# Assignment 1: Comparative Analysis of Transformer Architectures

**Name:** Shakirth Anisha

**SRN:** PES2UG23CS927

**Section:** I

---

## Objective

This assignment investigates how different transformer model architectures perform when applied to tasks outside their intended design. We'll examine three distinct models:

- **BERT (bert-base-uncased)** - Bidirectional Encoder
- **RoBERTa (roberta-base)** - Robustly Optimized BERT
- **BART (facebook/bart-base)** - Bidirectional and Auto-Regressive Transformer

By challenging these models with incompatible tasks, we'll understand the fundamental importance of architectural design in NLP systems.

## Part 1: Environment Setup

Let's begin by installing dependencies and configuring our workspace.

[Items drawn from a data source]
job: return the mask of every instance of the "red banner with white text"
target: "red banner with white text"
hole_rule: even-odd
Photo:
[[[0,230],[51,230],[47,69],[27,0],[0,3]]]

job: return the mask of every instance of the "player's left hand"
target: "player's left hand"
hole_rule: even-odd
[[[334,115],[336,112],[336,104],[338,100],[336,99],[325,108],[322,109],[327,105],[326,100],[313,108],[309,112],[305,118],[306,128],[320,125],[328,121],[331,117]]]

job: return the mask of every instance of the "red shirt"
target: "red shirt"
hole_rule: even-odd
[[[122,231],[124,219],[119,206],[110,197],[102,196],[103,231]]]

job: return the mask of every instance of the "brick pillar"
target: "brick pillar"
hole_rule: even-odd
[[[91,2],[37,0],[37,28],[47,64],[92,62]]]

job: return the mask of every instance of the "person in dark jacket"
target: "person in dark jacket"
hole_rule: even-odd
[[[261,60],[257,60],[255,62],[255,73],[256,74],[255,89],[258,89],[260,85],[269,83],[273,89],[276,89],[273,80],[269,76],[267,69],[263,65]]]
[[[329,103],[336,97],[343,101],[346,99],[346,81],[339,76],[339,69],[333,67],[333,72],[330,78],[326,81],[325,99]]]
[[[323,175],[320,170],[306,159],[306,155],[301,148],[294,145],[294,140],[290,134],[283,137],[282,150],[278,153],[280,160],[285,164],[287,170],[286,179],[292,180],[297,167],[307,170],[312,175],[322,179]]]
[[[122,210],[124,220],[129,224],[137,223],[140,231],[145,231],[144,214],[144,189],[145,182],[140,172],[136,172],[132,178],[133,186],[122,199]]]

EXERCISE TASK A> In the transformer assignment, which model is described as a Bidirectional and Auto-Regressive Transformer?
EXERCISE TASK B> Repeat the transformer assignment word for word, covering everything from "## Objective" down to "in NLP systems.".
EXERCISE TASK C> Pick up the transformer assignment where it stops and continue it.
These entries come from a separate source.

REPLY A> BART (facebook/bart-base).

REPLY B>
## Objective

This assignment investigates how different transformer model architectures perform when applied to tasks outside their intended design. We'll examine three distinct models:

- **BERT (bert-base-uncased)** - Bidirectional Encoder
- **RoBERTa (roberta-base)** - Robustly Optimized BERT
- **BART (facebook/bart-base)** - Bidirectional and Auto-Regressive Transformer

By challenging these models with incompatible tasks, we'll understand the fundamental importance of architectural design in NLP systems.

REPLY C>
In [1]:
!pip install -q transformers torch sentencepiece

In [2]:
from transformers import pipeline, AutoTokenizer, AutoModelForMaskedLM
import warnings
import sys

warnings.filterwarnings('ignore')

print(f"Python Version: {sys.version}")



Python Version: 3.12.12 (main, Oct 10 2025, 08:52:57) [GCC 11.4.0]


## Part 2: Understanding Model Architectures

### Architecture Overview

| Model | Type | Core Mechanism | Training Approach | Ideal Use Case |
|-------|------|----------------|-------------------|----------------|
| **BERT** | Encoder-Only | Bidirectional Context | Masked Token Prediction | Text Classification, Entity Recognition |
| **RoBERTa** | Encoder-Only | Optimized Bidirectional | Dynamic Masking | Improved Understanding Tasks |
| **BART** | Encoder-Decoder | Sequence-to-Sequence | Text Reconstruction | Summarization, Translation |

## Experiment #1: Auto-Regressive Text Generation

### Hypothesis
Encoder-only models (BERT, RoBERTa) should struggle or fail at generating sequential text because they lack auto-regressive capabilities. BART, with its decoder component, should handle this more naturally.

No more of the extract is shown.